## WHAT YOU NEED TO DO
Each record should be written out exactly as it stands.
━━ DATASET ENTRIES
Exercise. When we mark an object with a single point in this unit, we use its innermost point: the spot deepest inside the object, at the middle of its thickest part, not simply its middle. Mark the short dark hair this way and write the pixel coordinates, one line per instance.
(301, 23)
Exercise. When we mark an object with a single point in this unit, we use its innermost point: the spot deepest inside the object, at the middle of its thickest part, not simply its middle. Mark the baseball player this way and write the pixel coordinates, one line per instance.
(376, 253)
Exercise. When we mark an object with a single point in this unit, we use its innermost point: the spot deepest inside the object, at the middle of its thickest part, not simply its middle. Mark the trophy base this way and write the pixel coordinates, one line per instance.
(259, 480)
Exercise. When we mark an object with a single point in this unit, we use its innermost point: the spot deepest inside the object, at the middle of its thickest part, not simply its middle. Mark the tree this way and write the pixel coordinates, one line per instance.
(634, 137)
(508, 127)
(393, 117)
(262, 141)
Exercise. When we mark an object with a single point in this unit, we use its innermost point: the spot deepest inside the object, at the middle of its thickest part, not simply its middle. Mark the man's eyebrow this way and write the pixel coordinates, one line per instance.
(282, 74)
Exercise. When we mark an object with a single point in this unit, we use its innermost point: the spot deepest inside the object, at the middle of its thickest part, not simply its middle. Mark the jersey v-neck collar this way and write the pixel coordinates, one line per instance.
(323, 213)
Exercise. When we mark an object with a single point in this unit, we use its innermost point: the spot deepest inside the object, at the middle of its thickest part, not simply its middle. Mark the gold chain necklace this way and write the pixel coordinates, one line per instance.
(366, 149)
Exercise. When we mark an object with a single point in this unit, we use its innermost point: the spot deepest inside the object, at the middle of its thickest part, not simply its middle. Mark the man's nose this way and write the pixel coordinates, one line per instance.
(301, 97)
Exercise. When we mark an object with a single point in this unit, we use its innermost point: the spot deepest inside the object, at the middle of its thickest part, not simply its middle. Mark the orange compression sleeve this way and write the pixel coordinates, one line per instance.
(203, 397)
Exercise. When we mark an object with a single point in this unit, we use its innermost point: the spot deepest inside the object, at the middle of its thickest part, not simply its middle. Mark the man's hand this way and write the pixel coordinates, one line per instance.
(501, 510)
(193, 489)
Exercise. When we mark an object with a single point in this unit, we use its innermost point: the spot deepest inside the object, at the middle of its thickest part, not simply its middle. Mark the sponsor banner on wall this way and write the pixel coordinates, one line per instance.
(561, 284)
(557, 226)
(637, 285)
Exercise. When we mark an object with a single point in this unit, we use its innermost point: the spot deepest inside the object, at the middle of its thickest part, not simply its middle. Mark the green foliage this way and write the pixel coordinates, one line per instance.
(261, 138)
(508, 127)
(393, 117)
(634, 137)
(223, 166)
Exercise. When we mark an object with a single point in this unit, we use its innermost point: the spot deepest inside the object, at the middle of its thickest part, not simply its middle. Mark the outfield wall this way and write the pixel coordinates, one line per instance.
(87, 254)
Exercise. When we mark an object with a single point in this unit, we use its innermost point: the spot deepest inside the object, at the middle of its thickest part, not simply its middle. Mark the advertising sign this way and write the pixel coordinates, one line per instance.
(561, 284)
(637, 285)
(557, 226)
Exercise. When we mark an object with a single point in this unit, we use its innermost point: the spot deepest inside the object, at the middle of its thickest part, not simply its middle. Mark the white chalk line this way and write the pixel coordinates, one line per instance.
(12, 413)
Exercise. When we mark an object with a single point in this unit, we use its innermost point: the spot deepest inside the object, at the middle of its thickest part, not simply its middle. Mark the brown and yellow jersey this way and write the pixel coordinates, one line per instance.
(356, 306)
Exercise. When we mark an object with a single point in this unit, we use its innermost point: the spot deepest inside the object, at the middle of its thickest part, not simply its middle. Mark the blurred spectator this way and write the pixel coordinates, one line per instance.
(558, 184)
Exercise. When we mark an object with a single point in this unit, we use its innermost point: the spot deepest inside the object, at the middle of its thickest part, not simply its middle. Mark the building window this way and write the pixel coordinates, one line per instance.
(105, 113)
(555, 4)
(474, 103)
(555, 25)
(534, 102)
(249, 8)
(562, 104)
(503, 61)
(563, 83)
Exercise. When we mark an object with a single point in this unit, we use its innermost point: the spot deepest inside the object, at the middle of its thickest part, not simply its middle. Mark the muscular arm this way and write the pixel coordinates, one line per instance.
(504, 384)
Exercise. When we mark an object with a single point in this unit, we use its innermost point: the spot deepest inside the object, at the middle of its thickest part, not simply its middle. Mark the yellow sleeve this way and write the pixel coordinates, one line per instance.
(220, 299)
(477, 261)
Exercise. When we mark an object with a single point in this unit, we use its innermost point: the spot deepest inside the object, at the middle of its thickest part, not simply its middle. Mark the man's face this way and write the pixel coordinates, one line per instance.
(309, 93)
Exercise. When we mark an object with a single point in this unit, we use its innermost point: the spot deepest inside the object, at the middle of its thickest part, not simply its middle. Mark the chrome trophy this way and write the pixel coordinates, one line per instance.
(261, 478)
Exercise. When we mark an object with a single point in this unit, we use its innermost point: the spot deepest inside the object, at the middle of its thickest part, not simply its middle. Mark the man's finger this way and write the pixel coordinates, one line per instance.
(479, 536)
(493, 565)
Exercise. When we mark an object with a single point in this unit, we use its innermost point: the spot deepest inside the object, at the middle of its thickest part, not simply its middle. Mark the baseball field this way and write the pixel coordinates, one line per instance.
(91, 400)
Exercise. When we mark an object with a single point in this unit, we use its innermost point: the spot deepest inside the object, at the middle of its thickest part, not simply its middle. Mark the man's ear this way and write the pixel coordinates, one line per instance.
━━━━
## ANSWER TO THE EXERCISE
Exercise. When we mark an object with a single point in this unit, we use its innermost point: the spot deepest inside the object, at the middle of its thickest part, not simply its middle. Mark the short dark hair this way and write the pixel coordinates, one line per instance.
(301, 23)
Exercise. When we mark an object with a single point in this unit, we use its innermost point: the spot deepest inside the object, at the middle of its thickest part, not simply its middle. Mark the baseball player this way and write the pixel coordinates, one line per instance.
(376, 253)
Exercise. When we mark an object with a single point in this unit, we use its innermost point: the spot deepest inside the object, at the middle of its thickest part, not simply its middle. Mark the trophy base this way and write the pixel coordinates, one line per instance.
(259, 480)
Exercise. When we mark an object with a single point in this unit, we use its innermost point: the spot deepest inside the object, at the middle of its thickest part, not simply its middle. Mark the tree this way and write the pixel coordinates, one line per instance.
(634, 137)
(508, 127)
(393, 117)
(262, 141)
Exercise. When we mark an object with a single point in this unit, we use its innermost point: the spot deepest inside the object, at the middle of its thickest part, not simply its middle. Mark the man's eyebrow this way and write the pixel coordinates, one line per instance.
(282, 74)
Exercise. When we mark an object with a single point in this unit, we use its innermost point: the spot deepest inside the object, at the middle of its thickest part, not simply its middle. Mark the jersey v-neck collar this way and write the pixel coordinates, one line per instance.
(323, 213)
Exercise. When we mark an object with a single point in this unit, we use its innermost point: the spot deepest inside the object, at the middle of its thickest part, not simply its middle. Mark the gold chain necklace this way and write the pixel coordinates, one line per instance.
(366, 149)
Exercise. When we mark an object with a single point in this unit, we use its innermost point: the spot deepest inside the object, at the middle of its thickest part, not simply its middle. Mark the man's nose this way and write the pixel coordinates, one line per instance.
(301, 97)
Exercise. When we mark an object with a single point in this unit, we use its innermost point: the spot deepest inside the object, at the middle of its thickest part, not simply its middle. Mark the orange compression sleeve this way and write the pixel coordinates, one line per instance.
(203, 397)
Exercise. When we mark an object with a single point in this unit, we use its innermost point: the spot deepest inside the object, at the middle of its thickest part, not simply its middle. Mark the man's hand this way and write the pixel coordinates, one line per instance.
(501, 510)
(193, 489)
Exercise. When we mark an object with a single point in this unit, we use its innermost point: the spot deepest inside the object, at the middle of its thickest part, not simply its middle. Mark the sponsor banner on wall this way and write the pixel coordinates, one line per instance.
(561, 284)
(557, 226)
(637, 285)
Exercise. When we mark an object with a single point in this unit, we use its innermost point: the spot deepest inside the object, at the middle of its thickest part, not simply its middle. Mark the green foliage this way and write the pixel coordinates, one line per instance.
(261, 138)
(508, 127)
(393, 117)
(634, 137)
(223, 166)
Exercise. When we mark an object with a single point in this unit, we use its innermost point: the spot deepest inside the object, at the middle of its thickest part, not simply its middle. Mark the outfield wall this way and write the pixel coordinates, one line per instance.
(87, 254)
Exercise. When we mark an object with a single point in this unit, we use its innermost point: the spot deepest inside the object, at the middle of its thickest part, not simply its middle. Mark the advertising sign this way and write the pixel coordinates, one line per instance.
(561, 284)
(637, 285)
(557, 226)
Exercise. When we mark an object with a single point in this unit, we use its innermost point: the spot deepest inside the object, at the middle of its thickest part, not simply its middle. Mark the white chalk line this way and write the pixel coordinates, one line per instance.
(12, 413)
Exercise. When we mark an object with a single point in this unit, we use its innermost point: the spot deepest inside the object, at the middle of its thickest part, not simply its middle. Mark the brown and yellow jersey this way and write the pixel coordinates, one line per instance.
(356, 306)
Exercise. When we mark an object with a single point in this unit, we use its innermost point: the spot deepest inside the object, at the middle of its thickest part, not simply its middle. Mark the blurred spectator this way and write the pixel coordinates, one line per instance.
(558, 184)
Exercise. When we mark an object with a single point in this unit, we use its innermost point: the spot deepest inside the object, at the middle of its thickest part, not simply its middle. Mark the building window this way and write the pixel coordinates, one line per instance.
(105, 113)
(555, 4)
(474, 103)
(555, 25)
(534, 102)
(249, 8)
(562, 104)
(503, 61)
(563, 83)
Exercise. When we mark an object with a single point in this unit, we use its innermost point: the spot deepest inside the object, at the middle of its thickest part, not simply its middle. Mark the muscular arm this way and write the pixel coordinates, one line per instance.
(504, 384)
Exercise. When we mark an object with a single point in this unit, we use its innermost point: the spot deepest inside the object, at the middle of its thickest part, not simply its middle. Mark the yellow sleeve this way and write the pixel coordinates, one line per instance.
(220, 299)
(477, 261)
Exercise. When we mark an object with a single point in this unit, we use its innermost point: the spot deepest inside the object, at the middle of its thickest part, not simply its middle. Mark the man's face this way and write the pixel coordinates, one line per instance.
(309, 93)
Exercise. When we mark an object with a single point in this unit, we use its innermost point: the spot deepest inside the object, at the middle of its thickest part, not simply its middle. Mark the chrome trophy this way and write the pixel coordinates, one line per instance.
(261, 478)
Exercise. When we mark an object with a single point in this unit, we use its innermost point: the spot deepest inside the object, at the middle of its thickest part, not simply its middle. Mark the man's finger this way and write the pixel coordinates, one line per instance.
(479, 536)
(493, 565)
Exercise. When we mark an object with a single point in this unit, we use its innermost point: the spot deepest inside the object, at the middle of its thickest part, not simply its middle. Mark the baseball field this way and write the pixel coordinates, one line per instance.
(91, 400)
Exercise. When we mark an object with a single point in this unit, we use its innermost point: the spot deepest inside the object, at the middle of its thickest part, not simply its middle. Mark the man's ear this way and write the pixel coordinates, one line per instance.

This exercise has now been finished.